### [What the task requires]
Take the line that contains "Each instance of the green" as the first line and the last line of the records as the end. Please set down everything in that range exactly.
··· Working data ···
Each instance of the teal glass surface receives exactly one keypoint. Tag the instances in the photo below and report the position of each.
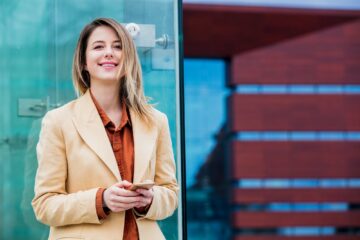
(37, 41)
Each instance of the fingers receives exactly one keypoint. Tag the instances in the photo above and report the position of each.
(145, 198)
(123, 184)
(117, 199)
(145, 192)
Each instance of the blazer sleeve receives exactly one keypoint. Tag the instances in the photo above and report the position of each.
(165, 199)
(52, 204)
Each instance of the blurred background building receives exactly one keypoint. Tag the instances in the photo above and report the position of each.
(272, 109)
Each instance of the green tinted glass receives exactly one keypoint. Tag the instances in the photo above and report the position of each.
(37, 41)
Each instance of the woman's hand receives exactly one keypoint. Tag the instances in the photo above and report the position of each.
(118, 199)
(146, 197)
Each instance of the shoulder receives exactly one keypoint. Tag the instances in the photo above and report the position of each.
(159, 118)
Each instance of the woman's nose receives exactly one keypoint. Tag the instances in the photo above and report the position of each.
(108, 52)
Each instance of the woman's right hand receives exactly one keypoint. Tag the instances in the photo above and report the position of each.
(118, 199)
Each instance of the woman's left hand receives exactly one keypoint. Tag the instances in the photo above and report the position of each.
(146, 197)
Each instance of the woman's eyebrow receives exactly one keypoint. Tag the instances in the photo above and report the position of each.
(98, 41)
···
### [Result of the task]
Each instance of the green tinted glass receives exactly one keypoint. Tag the instances in the photo above and report the position of each.
(37, 41)
Each instance of the woman's hand receives exactly one keypoint. Tag the instances in the photo above and report the position of each.
(118, 199)
(146, 197)
Each instance of the shoulder receives exactly one keypoint. Tag the instances in the photo above and report the position of each.
(159, 118)
Each instance of the woman's nose receives exactly one keypoint. Tag the instances in the photo above and report the position of each.
(108, 52)
Each instance of the woman's right hand receives exactly one keypoint. Tag the instances in the photo above and report the position of each.
(118, 199)
Each instance of the woman's left hand receives exactly one keypoint. Tag the instances in the photo above and report the position of each.
(146, 197)
Each instance of the woman's eyebrow receives exactly one keypoint. Tag the instances in the photo above and report the position of each.
(98, 41)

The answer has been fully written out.